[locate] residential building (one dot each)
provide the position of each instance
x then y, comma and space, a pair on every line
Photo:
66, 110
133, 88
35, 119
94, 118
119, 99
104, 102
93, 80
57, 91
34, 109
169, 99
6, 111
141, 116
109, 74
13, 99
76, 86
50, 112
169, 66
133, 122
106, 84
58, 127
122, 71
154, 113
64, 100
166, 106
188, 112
═══
Once the line that contains "provide the position of each instance" is found, please give it again exactly, along with each line that comes after it, through the last line of the entries.

provide the position of each instance
x then y, comma and space, a pair on every line
Photo:
66, 110
133, 88
35, 119
94, 118
119, 99
104, 102
93, 80
57, 91
34, 109
169, 99
6, 111
141, 116
109, 74
13, 99
76, 86
50, 112
169, 66
133, 122
106, 84
58, 127
122, 71
154, 113
64, 100
166, 106
188, 112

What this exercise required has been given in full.